* [What you are asked to do]: If a line of the material holds the string "standing", please copy it.

* [Record extracts]:

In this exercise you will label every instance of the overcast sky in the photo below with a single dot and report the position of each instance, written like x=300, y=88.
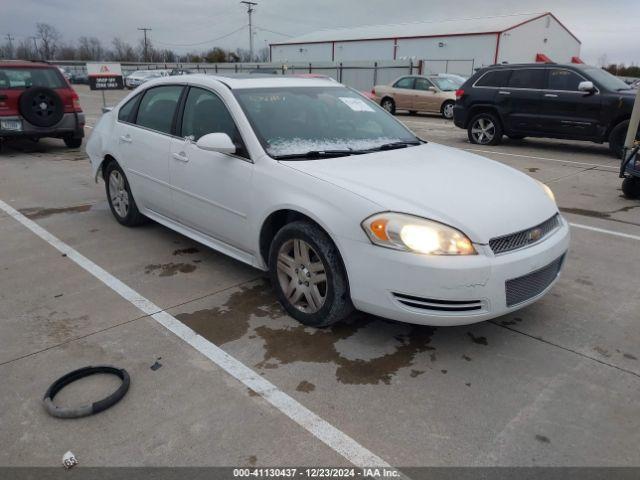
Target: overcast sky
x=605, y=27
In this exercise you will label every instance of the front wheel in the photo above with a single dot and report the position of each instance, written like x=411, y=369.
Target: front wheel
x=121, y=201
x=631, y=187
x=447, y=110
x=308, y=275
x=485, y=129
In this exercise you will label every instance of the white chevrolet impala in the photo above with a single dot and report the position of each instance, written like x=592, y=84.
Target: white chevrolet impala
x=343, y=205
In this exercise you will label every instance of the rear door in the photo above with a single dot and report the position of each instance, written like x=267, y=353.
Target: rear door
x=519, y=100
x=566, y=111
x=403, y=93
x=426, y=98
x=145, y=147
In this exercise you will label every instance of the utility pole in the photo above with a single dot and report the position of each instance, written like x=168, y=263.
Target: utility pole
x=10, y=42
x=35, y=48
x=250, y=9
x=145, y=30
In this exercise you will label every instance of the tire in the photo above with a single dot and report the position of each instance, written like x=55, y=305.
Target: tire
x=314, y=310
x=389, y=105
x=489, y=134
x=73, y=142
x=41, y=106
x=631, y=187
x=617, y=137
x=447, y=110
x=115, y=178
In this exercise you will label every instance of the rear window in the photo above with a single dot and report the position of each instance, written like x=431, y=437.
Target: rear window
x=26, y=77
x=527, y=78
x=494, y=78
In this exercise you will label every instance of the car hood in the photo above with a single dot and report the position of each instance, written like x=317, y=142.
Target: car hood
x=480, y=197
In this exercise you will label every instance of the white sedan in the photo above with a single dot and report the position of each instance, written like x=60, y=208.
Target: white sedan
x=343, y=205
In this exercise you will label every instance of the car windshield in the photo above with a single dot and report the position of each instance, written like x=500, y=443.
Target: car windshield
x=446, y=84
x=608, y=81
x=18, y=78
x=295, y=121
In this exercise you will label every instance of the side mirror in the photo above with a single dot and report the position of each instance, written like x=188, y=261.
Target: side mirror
==
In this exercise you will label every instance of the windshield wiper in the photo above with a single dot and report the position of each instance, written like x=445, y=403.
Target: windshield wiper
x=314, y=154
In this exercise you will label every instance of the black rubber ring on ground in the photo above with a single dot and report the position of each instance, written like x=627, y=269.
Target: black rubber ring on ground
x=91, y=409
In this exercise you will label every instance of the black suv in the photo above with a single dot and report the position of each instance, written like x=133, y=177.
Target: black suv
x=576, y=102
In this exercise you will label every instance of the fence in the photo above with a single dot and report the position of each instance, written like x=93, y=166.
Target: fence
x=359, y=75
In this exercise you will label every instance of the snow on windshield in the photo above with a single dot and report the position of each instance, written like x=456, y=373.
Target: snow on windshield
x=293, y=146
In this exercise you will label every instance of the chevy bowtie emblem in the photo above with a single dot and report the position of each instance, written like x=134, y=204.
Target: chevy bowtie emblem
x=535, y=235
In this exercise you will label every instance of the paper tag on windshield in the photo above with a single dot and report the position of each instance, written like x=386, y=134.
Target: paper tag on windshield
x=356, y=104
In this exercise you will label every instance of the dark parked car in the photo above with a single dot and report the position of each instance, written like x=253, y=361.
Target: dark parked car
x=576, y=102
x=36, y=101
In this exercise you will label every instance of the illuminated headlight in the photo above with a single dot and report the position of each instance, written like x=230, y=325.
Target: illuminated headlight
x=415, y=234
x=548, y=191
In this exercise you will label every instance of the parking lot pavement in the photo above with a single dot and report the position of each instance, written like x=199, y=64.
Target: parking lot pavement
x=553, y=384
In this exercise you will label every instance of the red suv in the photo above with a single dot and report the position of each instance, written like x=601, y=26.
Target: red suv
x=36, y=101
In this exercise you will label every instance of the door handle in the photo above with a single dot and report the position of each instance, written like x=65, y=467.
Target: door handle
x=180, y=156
---
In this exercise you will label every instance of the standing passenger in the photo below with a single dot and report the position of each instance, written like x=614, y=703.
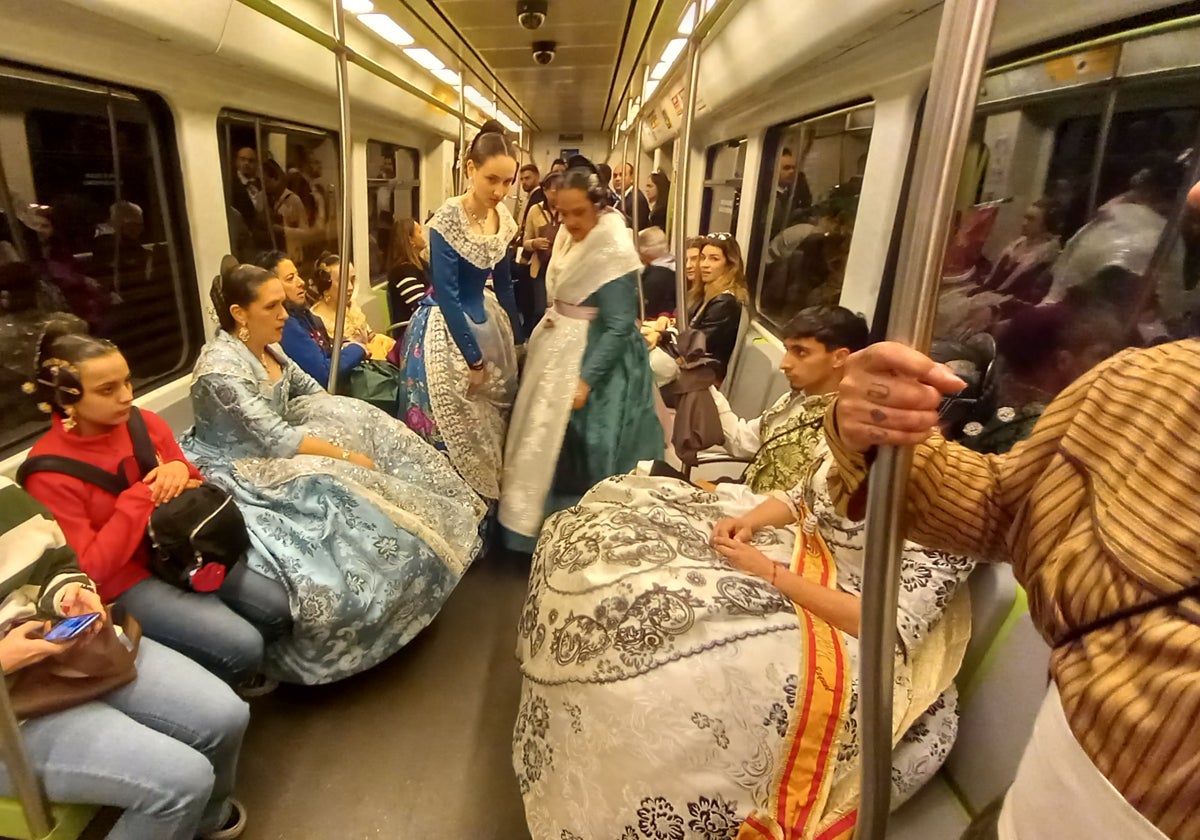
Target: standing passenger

* [Solution for this task]:
In this exercise you will label every instance of the standing passenger in the photo below with a single dot and report the position of each instance, written like x=614, y=703.
Target: standing passenger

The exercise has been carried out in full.